Feminism And Social Struggle At Cannes 2023
by Léon Cattan
On the 25th of May 2023, strange posters started appearing on the public bicycles of Paris. “What if you had let them live?” it said, above drawings of growing foetuses. The heinous campaign was claimed by a far-right group. More than three decades after the legalization of abortion in France, the backlash is still on. Coined by the feminist scholar Susan Faludi, a backlash is a vehement countermovement intervening after a major advance of women rights. But what happens when a backlash can’t even occur because reproductive rights are not guaranteed? What occurs when anti-abortion groups are allocated power and resources, and when the state doesn’t protect women and girls in need? This problem is confronted in Lillah Halla’s first long-feature, Power Alley (Levante, 2023). But rather than a fatalist observation, it’s a non-violent call to arms, where minorities find meaning in passion and solidarity.
Her protagonist, Sofia, is what Emerald Fennell would call a “promising young woman”. She is seventeen, the rising star of her inclusive volley team, and pregnant, a deeply unsettling fact revealed at the beginning of the movie. But a moral dilemma’s excluded; she wants to abort, in a right-wing country where abortion is prohibited. She shares this fate with Anne Duchesne, the heroine of Audrey Diwan’s Happening (L’événement, 2021) which takes place in France before the legalization. However, Duchesne’s beautifully crafted story is cantered on finding a way to end the pregnancy at all costs.
Sofia is about discovering herself and building a community that’ll support her no matter what. An adequate way to tie a political stance with the coming-of-age genre, where young people learn to grow, define their identity, and find love and friendship. Despite its heavy topic, Power Alley displays beautiful scenes between Sofia and her crush, her friends, and what sports means to them.
The volleyball team is a space of amusement, fellowship but also resistance to gender normative codes and the narrow expectations of society. It’s also a pretext to film all shaped and size bodies one’s not used seeing on screen. From Sofia’s pregnancy to a player of the team wearing a period blood mask, including another scene where a trans woman does her injection of hormones; Lillah Halla desacralizes the flesh.

**Given information:**

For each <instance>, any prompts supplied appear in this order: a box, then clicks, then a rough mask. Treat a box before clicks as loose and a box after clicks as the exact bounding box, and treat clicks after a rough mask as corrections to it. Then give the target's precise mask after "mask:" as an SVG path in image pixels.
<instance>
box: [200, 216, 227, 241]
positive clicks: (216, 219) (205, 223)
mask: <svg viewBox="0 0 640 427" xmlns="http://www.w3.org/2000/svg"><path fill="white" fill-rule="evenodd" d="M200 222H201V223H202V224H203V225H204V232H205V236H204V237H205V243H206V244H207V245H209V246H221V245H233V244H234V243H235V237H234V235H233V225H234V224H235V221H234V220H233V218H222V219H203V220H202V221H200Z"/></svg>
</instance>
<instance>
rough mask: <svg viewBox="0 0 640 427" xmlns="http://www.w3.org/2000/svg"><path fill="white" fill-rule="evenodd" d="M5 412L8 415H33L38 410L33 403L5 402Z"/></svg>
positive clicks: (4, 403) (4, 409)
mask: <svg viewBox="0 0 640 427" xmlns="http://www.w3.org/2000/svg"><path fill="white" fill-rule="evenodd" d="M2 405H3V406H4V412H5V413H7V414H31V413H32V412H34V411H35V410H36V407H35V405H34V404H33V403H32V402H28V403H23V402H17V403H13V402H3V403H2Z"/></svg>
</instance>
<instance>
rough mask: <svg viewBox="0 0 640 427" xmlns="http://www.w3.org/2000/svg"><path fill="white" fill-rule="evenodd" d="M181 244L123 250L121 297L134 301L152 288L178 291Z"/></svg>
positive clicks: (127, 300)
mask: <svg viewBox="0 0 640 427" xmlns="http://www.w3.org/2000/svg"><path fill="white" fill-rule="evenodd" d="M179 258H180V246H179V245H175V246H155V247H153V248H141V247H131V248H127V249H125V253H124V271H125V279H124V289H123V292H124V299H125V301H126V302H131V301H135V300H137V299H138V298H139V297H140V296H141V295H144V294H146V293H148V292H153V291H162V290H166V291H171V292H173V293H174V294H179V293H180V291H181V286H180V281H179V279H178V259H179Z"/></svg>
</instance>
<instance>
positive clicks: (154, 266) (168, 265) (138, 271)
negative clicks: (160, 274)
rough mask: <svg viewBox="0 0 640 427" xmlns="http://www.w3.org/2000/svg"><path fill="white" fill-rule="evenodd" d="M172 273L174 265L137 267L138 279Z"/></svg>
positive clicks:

**Task list:**
1. Please reproduce the passage of the Cannes 2023 article starting with "Her protagonist, Sofia, is" and going on through "at all costs.".
2. Answer these questions from the Cannes 2023 article:
(a) On what date did the posters start appearing on the public bicycles of Paris?
(b) How old is Sofia?
(c) What does one player of the volleyball team wear?

**Solutions:**
1.
Her protagonist, Sofia, is what Emerald Fennell would call a “promising young woman”. She is seventeen, the rising star of her inclusive volley team, and pregnant, a deeply unsettling fact revealed at the beginning of the movie. But a moral dilemma’s excluded; she wants to abort, in a right-wing country where abortion is prohibited. She shares this fate with Anne Duchesne, the heroine of Audrey Diwan’s Happening (L’événement, 2021) which takes place in France before the legalization. However, Duchesne’s beautifully crafted story is cantered on finding a way to end the pregnancy at all costs.

2.
(a) The 25th of May 2023.
(b) Seventeen.
(c) A period blood mask.